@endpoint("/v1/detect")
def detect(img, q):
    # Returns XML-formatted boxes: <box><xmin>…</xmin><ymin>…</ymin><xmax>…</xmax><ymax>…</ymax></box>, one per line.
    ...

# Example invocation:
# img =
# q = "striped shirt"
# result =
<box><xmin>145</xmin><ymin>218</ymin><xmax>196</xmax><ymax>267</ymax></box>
▬▬▬▬▬▬
- **ASSIGNED TASK**: Please reproduce each record precisely as written.

- **RESPONSE AREA**:
@endpoint("/v1/detect")
def detect(img, q):
    # Returns XML-formatted boxes: <box><xmin>…</xmin><ymin>…</ymin><xmax>…</xmax><ymax>…</ymax></box>, one per line.
    ...

# Example invocation:
# img =
# q = "striped shirt"
# result =
<box><xmin>145</xmin><ymin>218</ymin><xmax>196</xmax><ymax>267</ymax></box>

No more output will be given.